Records from a collection:
++++
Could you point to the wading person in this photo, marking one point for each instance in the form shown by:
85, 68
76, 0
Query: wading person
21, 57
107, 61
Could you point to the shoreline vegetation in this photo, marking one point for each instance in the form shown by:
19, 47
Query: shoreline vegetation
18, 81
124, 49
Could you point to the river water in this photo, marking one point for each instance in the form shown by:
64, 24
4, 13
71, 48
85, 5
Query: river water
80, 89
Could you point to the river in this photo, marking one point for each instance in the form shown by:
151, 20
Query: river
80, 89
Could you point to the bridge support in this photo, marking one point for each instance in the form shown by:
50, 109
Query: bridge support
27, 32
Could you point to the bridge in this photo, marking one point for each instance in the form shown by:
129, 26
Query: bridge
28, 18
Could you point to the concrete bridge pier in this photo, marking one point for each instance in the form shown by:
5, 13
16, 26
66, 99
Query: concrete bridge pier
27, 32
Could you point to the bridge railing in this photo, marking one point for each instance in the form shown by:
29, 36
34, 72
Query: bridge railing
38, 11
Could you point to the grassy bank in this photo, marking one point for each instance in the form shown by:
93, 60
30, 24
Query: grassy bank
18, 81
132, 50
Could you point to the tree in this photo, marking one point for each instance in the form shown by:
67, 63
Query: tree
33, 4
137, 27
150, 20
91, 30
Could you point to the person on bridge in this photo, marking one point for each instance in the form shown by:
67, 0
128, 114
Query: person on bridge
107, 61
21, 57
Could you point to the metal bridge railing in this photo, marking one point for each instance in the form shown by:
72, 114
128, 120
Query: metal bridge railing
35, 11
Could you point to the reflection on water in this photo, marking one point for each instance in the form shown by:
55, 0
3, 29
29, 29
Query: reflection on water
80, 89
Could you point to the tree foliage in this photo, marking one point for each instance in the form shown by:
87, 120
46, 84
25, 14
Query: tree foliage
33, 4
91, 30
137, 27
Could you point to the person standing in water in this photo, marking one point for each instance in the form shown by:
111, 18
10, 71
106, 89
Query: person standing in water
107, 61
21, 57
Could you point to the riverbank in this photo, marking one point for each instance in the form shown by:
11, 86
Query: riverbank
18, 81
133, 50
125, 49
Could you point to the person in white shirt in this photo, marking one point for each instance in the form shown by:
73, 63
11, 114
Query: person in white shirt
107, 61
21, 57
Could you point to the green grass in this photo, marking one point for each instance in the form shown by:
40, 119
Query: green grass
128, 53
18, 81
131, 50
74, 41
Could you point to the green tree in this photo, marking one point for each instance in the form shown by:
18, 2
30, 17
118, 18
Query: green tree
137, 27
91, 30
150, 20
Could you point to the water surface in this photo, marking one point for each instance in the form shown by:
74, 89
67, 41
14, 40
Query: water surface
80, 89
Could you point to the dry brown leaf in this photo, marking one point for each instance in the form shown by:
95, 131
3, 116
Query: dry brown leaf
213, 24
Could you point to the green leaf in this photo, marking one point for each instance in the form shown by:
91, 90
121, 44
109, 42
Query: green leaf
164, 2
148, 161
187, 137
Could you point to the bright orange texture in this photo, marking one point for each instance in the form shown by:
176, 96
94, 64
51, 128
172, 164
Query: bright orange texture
++++
Rewrite every line above, requests included, from the line containing "Could you point to the person in" through the end of the records, multiplying each coordinate in the answers by 1.5 and rounding to the nearest whole number, with halves rounded up. Keep the numbers in the requests and their format samples unchanged.

## Worked answer
Could you point to the person in white shirt in this photo, marking one point for each instance in the form shown by:
73, 63
11, 114
Query: person in white shirt
161, 92
32, 86
Could you point to the green grass in this photo, marking one point for each instance in the form shown by:
40, 119
Query: green grass
192, 80
27, 122
197, 75
111, 62
Could you point to the green tree in this photo, marking one point for each instance in the form shown by:
18, 2
30, 17
118, 18
Query: green tree
206, 41
137, 45
225, 30
Could you point to the water surface in this photo, marking one point for each instance in the form shown by:
74, 89
67, 41
14, 40
Query: water surface
120, 134
Could you point to the dry brown leaf in this photo, marking one point for each instance in the form shown by:
95, 131
3, 116
Query: dry brown leaf
320, 36
Could you point to the green leaf in this photo, marking one point for each instance in the form shown by:
91, 90
121, 44
109, 42
Query: green leaf
246, 3
222, 242
281, 206
Could you point to the bright orange texture in this photo, marking one point for each instance in the form shown by:
176, 96
94, 64
51, 128
172, 164
Query: bright orange texture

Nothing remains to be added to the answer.